++++ Given entries ++++

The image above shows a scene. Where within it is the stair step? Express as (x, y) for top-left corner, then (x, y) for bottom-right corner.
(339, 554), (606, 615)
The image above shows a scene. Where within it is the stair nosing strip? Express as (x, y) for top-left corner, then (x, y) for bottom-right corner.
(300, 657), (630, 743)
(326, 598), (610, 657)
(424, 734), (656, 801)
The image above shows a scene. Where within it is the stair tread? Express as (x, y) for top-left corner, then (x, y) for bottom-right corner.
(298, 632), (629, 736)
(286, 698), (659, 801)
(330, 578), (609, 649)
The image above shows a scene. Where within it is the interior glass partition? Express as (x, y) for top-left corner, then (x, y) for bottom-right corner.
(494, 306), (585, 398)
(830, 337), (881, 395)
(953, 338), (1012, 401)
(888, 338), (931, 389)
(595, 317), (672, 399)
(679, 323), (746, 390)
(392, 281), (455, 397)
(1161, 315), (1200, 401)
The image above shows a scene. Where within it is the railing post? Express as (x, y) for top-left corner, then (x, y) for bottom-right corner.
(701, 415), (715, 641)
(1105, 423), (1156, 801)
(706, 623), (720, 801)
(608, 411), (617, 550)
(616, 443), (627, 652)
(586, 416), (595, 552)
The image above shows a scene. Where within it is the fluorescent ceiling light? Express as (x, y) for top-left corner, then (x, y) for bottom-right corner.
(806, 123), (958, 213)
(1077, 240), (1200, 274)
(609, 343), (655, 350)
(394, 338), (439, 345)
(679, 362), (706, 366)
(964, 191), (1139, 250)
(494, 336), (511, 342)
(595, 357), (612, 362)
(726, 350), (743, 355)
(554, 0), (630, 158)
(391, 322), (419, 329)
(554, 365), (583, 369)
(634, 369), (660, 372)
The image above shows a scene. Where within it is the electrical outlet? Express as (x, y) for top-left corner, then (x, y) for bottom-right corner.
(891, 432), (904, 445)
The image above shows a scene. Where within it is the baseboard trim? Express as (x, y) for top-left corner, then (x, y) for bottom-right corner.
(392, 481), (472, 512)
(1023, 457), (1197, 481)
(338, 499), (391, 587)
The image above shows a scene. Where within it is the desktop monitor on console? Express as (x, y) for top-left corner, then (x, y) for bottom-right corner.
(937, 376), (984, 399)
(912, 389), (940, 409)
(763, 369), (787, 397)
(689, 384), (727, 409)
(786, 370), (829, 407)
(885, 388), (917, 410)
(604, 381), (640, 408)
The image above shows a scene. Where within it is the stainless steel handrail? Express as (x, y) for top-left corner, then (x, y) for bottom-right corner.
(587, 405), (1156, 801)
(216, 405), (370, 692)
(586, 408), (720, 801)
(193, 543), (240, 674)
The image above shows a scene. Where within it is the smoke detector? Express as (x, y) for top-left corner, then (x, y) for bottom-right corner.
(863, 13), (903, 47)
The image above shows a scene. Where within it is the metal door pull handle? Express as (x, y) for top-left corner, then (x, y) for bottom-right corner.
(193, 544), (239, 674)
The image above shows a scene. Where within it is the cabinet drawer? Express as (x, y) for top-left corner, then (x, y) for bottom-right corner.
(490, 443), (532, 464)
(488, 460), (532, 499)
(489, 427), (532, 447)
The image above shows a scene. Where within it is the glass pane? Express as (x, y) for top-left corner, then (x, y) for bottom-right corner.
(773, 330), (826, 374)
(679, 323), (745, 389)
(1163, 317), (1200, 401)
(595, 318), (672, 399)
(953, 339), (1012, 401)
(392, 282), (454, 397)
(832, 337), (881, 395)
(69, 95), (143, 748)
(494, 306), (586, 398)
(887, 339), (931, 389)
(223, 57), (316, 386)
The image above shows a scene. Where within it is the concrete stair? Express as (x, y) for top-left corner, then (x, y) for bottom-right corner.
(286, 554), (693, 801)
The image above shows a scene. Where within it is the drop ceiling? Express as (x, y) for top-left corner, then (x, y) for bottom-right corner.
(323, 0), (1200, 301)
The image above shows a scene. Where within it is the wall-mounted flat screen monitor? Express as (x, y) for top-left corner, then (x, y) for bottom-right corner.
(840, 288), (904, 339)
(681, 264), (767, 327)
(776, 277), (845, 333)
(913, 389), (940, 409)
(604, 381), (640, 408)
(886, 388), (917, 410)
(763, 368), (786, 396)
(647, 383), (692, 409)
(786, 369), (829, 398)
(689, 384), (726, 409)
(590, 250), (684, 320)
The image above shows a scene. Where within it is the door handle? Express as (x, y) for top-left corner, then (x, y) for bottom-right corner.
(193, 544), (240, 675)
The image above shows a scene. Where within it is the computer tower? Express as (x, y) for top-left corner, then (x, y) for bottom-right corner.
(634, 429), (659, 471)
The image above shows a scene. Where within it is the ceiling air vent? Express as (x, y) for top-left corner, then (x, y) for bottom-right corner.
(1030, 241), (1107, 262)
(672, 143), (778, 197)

++++

### Task instructions
Restate exactly each line of the data from the one bearing "is the concrete" to the end, and add nothing.

### Worked solution
The image above shows a scene. Where within it is the concrete stair? Express as (x, y) for top-left corner, then (x, y) for bottom-right corner.
(286, 554), (693, 801)
The image above shows a scene. Where within it is the drop ceiling? Express as (x, y) for top-left corner, then (x, y) for bottom-right corner.
(323, 0), (1200, 301)
The image above shows a scene. Where within it is the wall-mounted flat screen monitor? Express as (x, y) for top-left corner, then (x, y) for bottom-right corner.
(840, 288), (904, 339)
(681, 264), (767, 327)
(776, 277), (845, 333)
(913, 389), (940, 409)
(604, 381), (640, 408)
(886, 388), (917, 410)
(763, 368), (786, 396)
(647, 383), (692, 409)
(786, 369), (829, 398)
(689, 384), (726, 409)
(590, 250), (684, 320)
The image above shows a scene. Where within it is the door handle? Express as (x, y) for top-left corner, then (x, y) for bottom-right corner.
(193, 544), (240, 675)
The image above shows a scene. Where within it is the computer tower? Express as (x, y) for top-left corner, then (x, y) for bottom-right corner.
(634, 429), (659, 471)
The image above shows a scene. Where within it is the ceiling air vent? Express as (x, y) for top-left corner, then (x, y) for bottom-right corner.
(1030, 241), (1107, 262)
(672, 143), (778, 197)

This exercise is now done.